* **Problem to solve**
Please write out every line of the items below again, requests included, but shift the answer coordinates by adding 126 to each number. Leave the pictures out.

───── Recorded information

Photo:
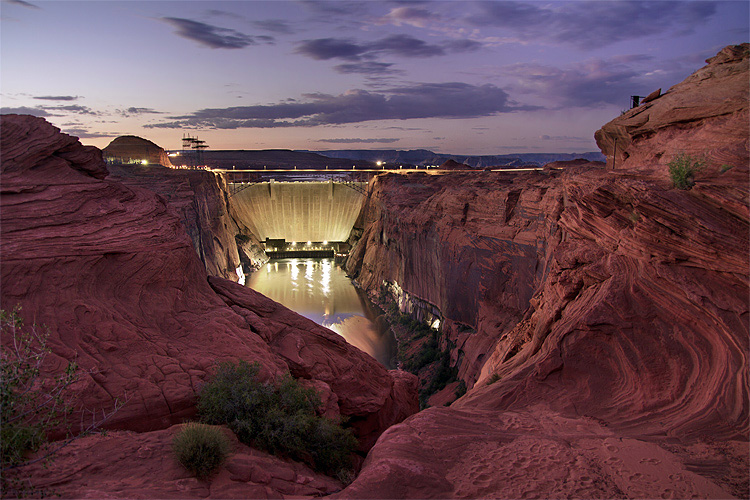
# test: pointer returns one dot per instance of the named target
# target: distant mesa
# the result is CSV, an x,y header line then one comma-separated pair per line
x,y
131,149
454,165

──────────

* **The response**
Photo:
# test: pointer returns one dot per instance of the named target
# target: distant mesa
# the result is CSV, an x,y header line then one comma-separated pair per line
x,y
257,275
580,291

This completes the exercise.